**TEXT EXCERPT:**
What about the iconic macho image he went on to be associated afterward with for a long time? “I never wanted to have a particular image. That was sort of created over the years I think because of some of the roles I played. But it did not mean that I wanted to be wielding guns and chase down criminals in the streets of San Francisco or what have you!” In 1968, he had founded his own production company Malpaso, “As a way to control my own destiny’. Very early on, he was determined to avoid being typecast. “I know that at one stage in my career, people did want me to stay in the genre I was popular in. But I went off and did other things and offbeat films. The Outlaw Josey Wales, Honky Tonk Man, Bronco Billy, The Gauntlet, Tightrope. Trying each time a different take on my performances. Sometimes successfully and sometimes not. But you have to try. It is healthy to stretch. If you don’t get up and swing the ball, you’ll never going to hit it, you know. You have to swing it a few times. And sometimes you hit the ball and sometimes you don’t.” When reminded that Richard Jewell, released in December 2019, was his 38th film as director/producer, his reaction was facetiously amused. “When I’ll get to forty, I’ll do a little dance.”
Speaking of rhythm, there’s his longtime fascination with jazz. “When I was a kid music was a constant,” he explained, while discussing his 2003 documentary Piano Blues. “After Fats Waller died, my mother brought home a whole collection of his records. I learned to play the piano by listening to them. He would go on to create many of his own compositions for his films.
hfpa archives
When he directs, he is known for never wasting time, coming under budget and under schedule. Actors marvels that he does only a few takes, never says the sacramental action, and how intimate and relaxed the ambiance on his sets is. He has worked with and directed some of the very best. Bradley Cooper, Kevin Costner, Gene Hackman, Matt Damon, Hilary Swank, Angelina Jolie, Meryl Streep, Morgan Freeman, Burt Reynolds, Jeff Bridges, Tom Hanks, Leonardo DiCaprio, Kathy Bates, William Holden.

**SOURCE INFORMATION:**
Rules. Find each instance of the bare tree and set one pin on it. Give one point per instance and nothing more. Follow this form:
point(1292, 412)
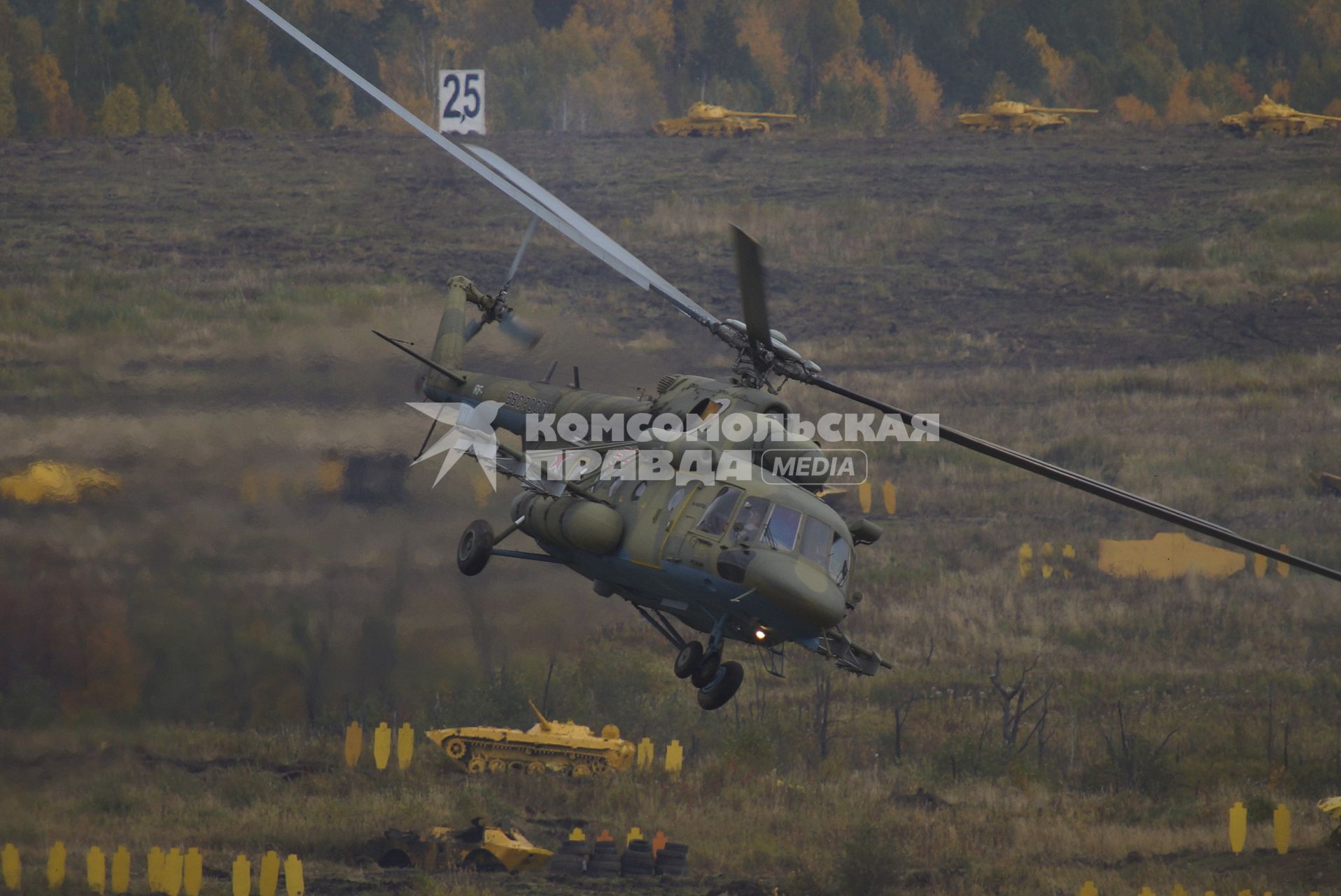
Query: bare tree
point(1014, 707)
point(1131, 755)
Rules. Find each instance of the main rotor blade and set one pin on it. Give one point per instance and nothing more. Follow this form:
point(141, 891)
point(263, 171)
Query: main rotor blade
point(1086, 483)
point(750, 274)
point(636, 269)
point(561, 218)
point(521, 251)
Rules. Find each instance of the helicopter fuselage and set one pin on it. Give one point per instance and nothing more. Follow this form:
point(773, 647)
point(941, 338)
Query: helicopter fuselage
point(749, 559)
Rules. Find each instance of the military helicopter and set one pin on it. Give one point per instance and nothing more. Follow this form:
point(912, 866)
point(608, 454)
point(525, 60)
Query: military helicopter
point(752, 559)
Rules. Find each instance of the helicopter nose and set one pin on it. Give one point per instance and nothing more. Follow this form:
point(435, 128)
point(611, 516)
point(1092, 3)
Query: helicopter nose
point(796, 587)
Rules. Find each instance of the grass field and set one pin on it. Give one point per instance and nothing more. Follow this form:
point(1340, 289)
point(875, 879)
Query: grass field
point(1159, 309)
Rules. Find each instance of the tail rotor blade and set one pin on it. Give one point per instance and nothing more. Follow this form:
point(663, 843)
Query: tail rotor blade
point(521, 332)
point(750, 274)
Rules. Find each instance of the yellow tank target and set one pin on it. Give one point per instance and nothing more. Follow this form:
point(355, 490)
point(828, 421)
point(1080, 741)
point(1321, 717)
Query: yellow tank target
==
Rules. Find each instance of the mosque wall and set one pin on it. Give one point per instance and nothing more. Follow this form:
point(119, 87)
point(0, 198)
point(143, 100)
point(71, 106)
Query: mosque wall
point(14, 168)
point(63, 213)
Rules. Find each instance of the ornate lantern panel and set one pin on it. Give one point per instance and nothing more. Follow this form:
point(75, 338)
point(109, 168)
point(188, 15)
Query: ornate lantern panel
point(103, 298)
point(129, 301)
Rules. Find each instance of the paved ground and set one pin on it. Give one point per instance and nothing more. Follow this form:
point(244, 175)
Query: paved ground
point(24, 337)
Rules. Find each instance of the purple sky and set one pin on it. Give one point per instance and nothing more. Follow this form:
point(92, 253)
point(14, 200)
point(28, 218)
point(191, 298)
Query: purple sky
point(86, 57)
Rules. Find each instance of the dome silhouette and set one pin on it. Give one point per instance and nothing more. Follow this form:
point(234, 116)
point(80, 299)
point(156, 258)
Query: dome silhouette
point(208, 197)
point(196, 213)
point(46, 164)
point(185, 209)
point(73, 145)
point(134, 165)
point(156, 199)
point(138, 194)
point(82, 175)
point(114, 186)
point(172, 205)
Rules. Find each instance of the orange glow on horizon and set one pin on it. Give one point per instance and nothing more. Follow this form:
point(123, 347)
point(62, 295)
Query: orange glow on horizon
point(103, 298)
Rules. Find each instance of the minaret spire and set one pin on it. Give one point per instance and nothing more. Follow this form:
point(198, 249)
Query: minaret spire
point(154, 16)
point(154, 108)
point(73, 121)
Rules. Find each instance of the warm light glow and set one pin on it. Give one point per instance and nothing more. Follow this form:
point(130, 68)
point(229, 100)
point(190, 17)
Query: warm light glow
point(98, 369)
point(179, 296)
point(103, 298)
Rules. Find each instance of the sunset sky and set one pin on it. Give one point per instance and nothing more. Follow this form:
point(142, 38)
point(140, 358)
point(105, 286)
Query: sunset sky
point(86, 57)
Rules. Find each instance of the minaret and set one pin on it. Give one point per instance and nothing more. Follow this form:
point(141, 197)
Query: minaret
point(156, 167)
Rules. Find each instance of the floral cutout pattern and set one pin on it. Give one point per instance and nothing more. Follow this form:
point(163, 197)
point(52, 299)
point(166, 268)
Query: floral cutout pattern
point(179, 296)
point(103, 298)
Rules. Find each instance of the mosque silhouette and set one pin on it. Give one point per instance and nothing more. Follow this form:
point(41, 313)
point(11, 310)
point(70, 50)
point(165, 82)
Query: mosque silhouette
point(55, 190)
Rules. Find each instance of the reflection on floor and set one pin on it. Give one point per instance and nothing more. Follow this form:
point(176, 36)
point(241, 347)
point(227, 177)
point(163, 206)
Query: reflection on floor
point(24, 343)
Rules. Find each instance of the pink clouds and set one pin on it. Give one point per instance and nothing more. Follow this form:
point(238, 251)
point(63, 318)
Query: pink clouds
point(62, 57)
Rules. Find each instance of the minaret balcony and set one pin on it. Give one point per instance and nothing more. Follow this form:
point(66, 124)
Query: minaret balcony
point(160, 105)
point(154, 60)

**WORK TASK:** State the year in which the production company Malpaso was founded, according to the text excerpt.

**ANSWER TO THIS EXERCISE:** 1968